▶ _About this task_: What is needed is a verbatim copy of all the records.

▶ _Dataset records_:

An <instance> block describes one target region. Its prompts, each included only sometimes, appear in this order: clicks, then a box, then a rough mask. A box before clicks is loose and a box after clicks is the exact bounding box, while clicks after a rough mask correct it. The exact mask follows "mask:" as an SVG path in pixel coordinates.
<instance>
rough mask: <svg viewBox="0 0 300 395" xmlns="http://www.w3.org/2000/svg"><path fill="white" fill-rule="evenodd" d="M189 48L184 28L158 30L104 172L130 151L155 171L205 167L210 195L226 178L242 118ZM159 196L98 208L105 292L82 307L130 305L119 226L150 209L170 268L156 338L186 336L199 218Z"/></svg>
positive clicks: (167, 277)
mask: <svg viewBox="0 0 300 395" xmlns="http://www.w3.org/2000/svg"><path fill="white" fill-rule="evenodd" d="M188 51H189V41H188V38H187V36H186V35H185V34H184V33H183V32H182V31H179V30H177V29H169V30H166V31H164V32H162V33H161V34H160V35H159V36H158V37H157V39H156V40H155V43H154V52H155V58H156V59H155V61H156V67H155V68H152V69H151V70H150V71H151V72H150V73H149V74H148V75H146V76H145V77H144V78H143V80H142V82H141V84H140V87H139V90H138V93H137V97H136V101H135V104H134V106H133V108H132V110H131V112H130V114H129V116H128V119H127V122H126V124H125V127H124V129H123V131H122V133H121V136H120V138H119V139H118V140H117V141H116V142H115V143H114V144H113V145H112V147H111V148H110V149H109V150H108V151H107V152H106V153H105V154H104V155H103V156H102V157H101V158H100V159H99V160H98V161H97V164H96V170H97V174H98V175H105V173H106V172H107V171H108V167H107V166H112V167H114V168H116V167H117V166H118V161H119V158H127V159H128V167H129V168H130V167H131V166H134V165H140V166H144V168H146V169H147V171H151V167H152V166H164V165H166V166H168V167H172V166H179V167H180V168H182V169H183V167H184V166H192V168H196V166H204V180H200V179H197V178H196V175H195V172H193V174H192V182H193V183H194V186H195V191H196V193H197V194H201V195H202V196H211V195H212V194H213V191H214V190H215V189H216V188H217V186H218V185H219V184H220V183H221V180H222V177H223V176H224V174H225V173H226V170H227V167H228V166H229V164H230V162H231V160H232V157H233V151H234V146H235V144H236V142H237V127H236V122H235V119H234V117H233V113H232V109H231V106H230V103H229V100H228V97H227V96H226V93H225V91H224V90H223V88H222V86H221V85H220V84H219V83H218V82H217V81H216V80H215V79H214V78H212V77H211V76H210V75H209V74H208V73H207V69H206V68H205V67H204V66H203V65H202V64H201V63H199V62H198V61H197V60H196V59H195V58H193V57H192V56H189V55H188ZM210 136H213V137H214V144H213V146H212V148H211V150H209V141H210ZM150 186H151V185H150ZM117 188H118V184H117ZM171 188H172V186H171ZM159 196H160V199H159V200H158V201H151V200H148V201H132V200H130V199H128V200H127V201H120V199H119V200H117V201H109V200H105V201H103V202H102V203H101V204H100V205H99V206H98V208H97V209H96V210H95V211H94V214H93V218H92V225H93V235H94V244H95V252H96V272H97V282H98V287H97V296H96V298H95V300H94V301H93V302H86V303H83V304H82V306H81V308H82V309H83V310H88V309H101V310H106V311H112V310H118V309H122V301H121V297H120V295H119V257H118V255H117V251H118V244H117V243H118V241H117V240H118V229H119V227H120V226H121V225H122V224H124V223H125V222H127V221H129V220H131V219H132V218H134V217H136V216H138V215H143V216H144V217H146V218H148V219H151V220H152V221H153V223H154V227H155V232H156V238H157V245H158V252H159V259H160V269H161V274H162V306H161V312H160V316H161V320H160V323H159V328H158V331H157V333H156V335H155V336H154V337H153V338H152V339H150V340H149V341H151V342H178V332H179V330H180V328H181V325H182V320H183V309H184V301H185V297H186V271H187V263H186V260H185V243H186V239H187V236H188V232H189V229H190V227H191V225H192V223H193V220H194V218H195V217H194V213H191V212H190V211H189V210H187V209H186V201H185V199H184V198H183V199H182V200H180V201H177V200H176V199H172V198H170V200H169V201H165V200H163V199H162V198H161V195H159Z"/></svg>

▶ _Result below_:
An <instance> block describes one target region. Its prompts, each included only sometimes, appear in this order: clicks, then a box, then a rough mask. A box before clicks is loose and a box after clicks is the exact bounding box, while clicks after a rough mask correct it. The exact mask follows "mask:" as an SVG path in pixel coordinates.
<instance>
rough mask: <svg viewBox="0 0 300 395" xmlns="http://www.w3.org/2000/svg"><path fill="white" fill-rule="evenodd" d="M189 48L184 28L158 30L104 172L130 151L155 171L205 167L210 195L226 178L242 118ZM159 196L98 208L105 292L82 307L130 305L119 226L150 209L170 268L156 338L186 336L199 218Z"/></svg>
positive clicks: (167, 277)
mask: <svg viewBox="0 0 300 395" xmlns="http://www.w3.org/2000/svg"><path fill="white" fill-rule="evenodd" d="M188 51H189V41H188V38H187V36H186V35H185V34H184V33H183V32H182V31H179V30H177V29H169V30H166V31H164V32H162V33H161V34H160V35H159V36H158V37H157V39H156V40H155V43H154V52H155V58H156V59H155V61H156V67H155V68H152V69H151V70H150V71H151V72H150V73H149V74H148V75H146V76H145V77H144V78H143V80H142V82H141V84H140V87H139V90H138V93H137V97H136V101H135V104H134V106H133V108H132V110H131V112H130V114H129V116H128V119H127V122H126V124H125V127H124V129H123V131H122V133H121V136H120V138H119V139H118V140H117V141H116V142H115V143H114V144H113V145H112V147H111V148H110V149H109V150H108V151H107V152H106V153H105V154H104V155H103V156H102V157H101V158H100V159H99V160H98V161H97V164H96V170H97V174H98V175H105V173H106V172H107V171H108V167H107V166H112V167H114V168H116V167H117V166H118V161H119V158H127V159H128V167H129V168H130V167H131V166H134V165H140V166H144V168H146V169H147V171H151V167H152V166H164V165H166V166H168V167H172V166H179V167H180V168H182V169H183V167H184V166H192V168H196V166H204V180H200V179H197V178H196V175H195V172H193V174H192V182H193V183H194V186H195V191H196V193H197V194H201V195H202V196H211V195H212V194H213V191H214V190H215V189H216V188H217V186H218V185H219V184H220V183H221V180H222V177H223V176H224V174H225V173H226V170H227V167H228V166H229V164H230V162H231V160H232V157H233V151H234V146H235V144H236V142H237V127H236V122H235V119H234V117H233V113H232V109H231V106H230V103H229V100H228V97H227V96H226V93H225V91H224V90H223V88H222V86H221V85H220V84H219V83H218V82H217V81H216V80H215V79H214V78H212V77H211V76H210V75H209V74H208V73H207V69H206V68H205V67H204V66H203V65H202V64H201V63H199V62H198V61H197V60H196V59H195V58H193V57H192V56H189V55H188ZM210 136H213V137H214V144H213V146H212V148H211V150H209V141H210ZM150 186H151V185H150ZM117 188H118V184H117ZM171 188H172V186H171ZM159 196H160V199H159V200H158V201H151V200H148V201H132V200H130V199H128V200H127V201H120V199H119V200H117V201H109V200H105V201H103V202H102V203H101V204H100V205H99V206H98V208H97V209H96V210H95V211H94V214H93V218H92V225H93V235H94V244H95V252H96V272H97V282H98V287H97V296H96V298H95V300H94V301H93V302H86V303H83V304H82V306H81V308H82V309H83V310H88V309H101V310H106V311H112V310H118V309H122V301H121V297H120V295H119V257H118V255H117V251H118V244H117V243H118V241H117V240H118V229H119V227H120V226H121V225H122V224H124V223H125V222H127V221H129V220H131V219H132V218H134V217H136V216H138V215H143V216H144V217H146V218H148V219H151V220H152V221H153V223H154V227H155V232H156V238H157V245H158V252H159V259H160V269H161V274H162V306H161V312H160V316H161V320H160V323H159V328H158V331H157V333H156V335H155V336H154V337H153V338H152V339H150V340H149V341H151V342H178V332H179V330H180V328H181V325H182V320H183V309H184V301H185V297H186V271H187V263H186V260H185V243H186V239H187V236H188V232H189V229H190V227H191V225H192V223H193V220H194V218H195V217H194V213H191V212H190V211H189V210H187V209H186V201H185V199H184V198H183V199H182V200H180V201H177V200H176V199H172V198H170V200H169V201H165V200H163V199H162V198H161V195H159Z"/></svg>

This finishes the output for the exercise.